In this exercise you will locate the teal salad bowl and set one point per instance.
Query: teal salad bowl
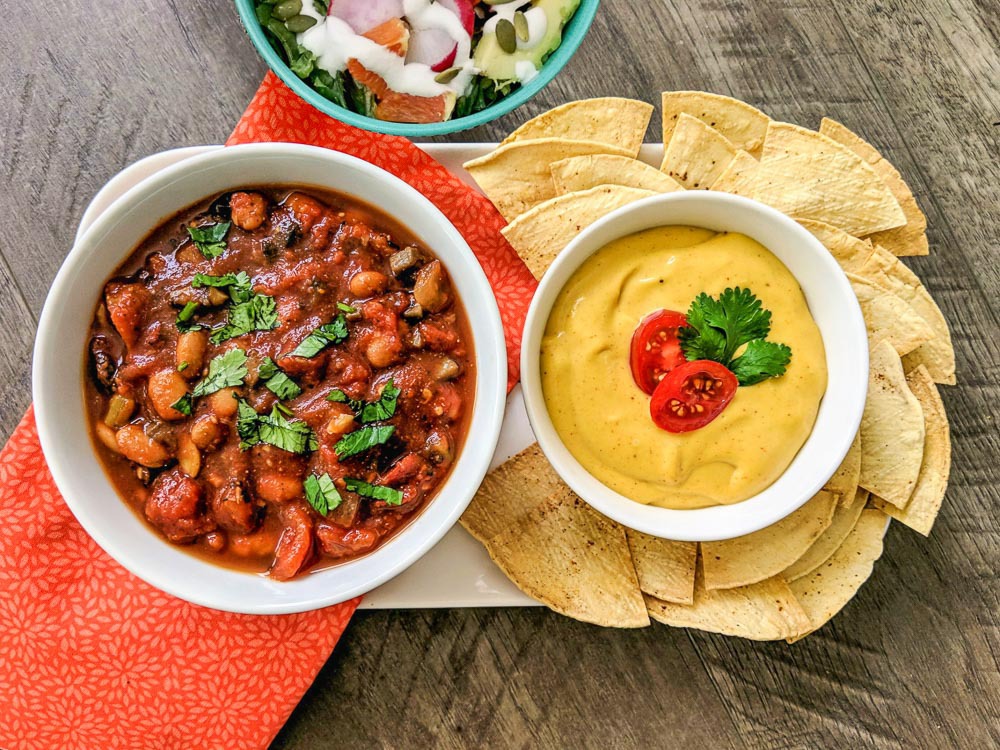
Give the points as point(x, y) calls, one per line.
point(573, 34)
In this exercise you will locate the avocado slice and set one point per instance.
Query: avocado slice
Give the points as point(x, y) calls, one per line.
point(494, 63)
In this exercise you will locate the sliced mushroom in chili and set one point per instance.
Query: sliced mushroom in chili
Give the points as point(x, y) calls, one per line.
point(278, 378)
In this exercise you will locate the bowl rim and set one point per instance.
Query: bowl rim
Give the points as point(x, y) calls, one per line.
point(573, 34)
point(285, 597)
point(720, 521)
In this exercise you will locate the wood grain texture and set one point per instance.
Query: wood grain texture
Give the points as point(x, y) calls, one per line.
point(911, 662)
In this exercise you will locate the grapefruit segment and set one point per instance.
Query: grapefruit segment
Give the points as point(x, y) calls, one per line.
point(396, 107)
point(394, 35)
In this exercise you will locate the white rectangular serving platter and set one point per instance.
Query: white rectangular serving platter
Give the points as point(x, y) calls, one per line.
point(457, 572)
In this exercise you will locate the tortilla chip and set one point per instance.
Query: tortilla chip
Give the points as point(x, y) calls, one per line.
point(740, 177)
point(844, 482)
point(541, 233)
point(825, 591)
point(510, 492)
point(849, 251)
point(938, 354)
point(892, 430)
point(765, 553)
point(765, 611)
point(585, 172)
point(888, 317)
point(574, 561)
point(611, 120)
point(809, 176)
point(696, 154)
point(516, 176)
point(844, 519)
point(910, 239)
point(925, 502)
point(743, 125)
point(665, 568)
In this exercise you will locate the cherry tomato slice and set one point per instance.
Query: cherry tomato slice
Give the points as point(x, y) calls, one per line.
point(655, 349)
point(692, 395)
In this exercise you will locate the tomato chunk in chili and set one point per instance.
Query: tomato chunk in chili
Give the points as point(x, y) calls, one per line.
point(278, 378)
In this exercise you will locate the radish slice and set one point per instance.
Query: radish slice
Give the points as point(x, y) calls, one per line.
point(431, 47)
point(464, 9)
point(364, 15)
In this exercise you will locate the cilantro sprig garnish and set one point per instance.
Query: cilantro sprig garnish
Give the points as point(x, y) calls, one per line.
point(370, 411)
point(321, 493)
point(334, 332)
point(718, 328)
point(210, 240)
point(273, 429)
point(248, 310)
point(390, 495)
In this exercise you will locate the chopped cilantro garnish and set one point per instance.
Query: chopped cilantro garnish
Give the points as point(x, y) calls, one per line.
point(277, 381)
point(363, 439)
point(259, 313)
point(210, 240)
point(334, 332)
point(273, 429)
point(718, 328)
point(184, 404)
point(390, 495)
point(321, 493)
point(183, 322)
point(384, 408)
point(237, 284)
point(225, 371)
point(759, 361)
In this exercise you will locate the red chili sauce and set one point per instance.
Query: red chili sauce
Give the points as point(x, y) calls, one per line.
point(279, 378)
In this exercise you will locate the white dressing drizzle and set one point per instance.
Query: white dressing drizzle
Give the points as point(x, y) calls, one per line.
point(334, 43)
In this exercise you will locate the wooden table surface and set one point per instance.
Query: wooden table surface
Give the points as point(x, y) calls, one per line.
point(911, 662)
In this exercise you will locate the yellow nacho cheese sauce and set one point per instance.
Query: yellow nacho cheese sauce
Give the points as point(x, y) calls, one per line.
point(603, 417)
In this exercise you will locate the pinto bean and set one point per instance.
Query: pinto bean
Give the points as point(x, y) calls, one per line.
point(166, 388)
point(295, 546)
point(137, 446)
point(188, 455)
point(368, 283)
point(278, 488)
point(207, 431)
point(248, 210)
point(191, 348)
point(223, 403)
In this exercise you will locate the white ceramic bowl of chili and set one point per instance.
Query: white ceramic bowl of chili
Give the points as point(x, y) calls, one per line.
point(833, 306)
point(57, 380)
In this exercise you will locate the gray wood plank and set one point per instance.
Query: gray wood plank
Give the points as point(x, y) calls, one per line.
point(912, 661)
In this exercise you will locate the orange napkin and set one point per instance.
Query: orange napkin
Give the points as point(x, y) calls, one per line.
point(93, 657)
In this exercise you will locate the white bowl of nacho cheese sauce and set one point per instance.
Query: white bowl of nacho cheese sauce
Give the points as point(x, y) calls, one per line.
point(775, 445)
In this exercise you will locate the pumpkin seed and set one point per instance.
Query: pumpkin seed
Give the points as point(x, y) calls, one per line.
point(506, 36)
point(298, 24)
point(287, 9)
point(521, 26)
point(447, 76)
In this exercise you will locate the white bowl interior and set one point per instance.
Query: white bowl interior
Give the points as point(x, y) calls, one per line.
point(833, 306)
point(62, 338)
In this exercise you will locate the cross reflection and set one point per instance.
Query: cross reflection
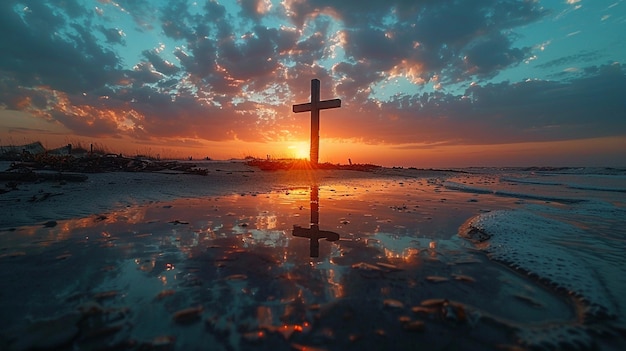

■ Work to complete ■
Where does "seed" appear in the records above? Copy each line that holds it.

■ Reply to the task ■
In this exercise you will locate the pumpkin seed and set one point per instance.
Query: pumpkin seed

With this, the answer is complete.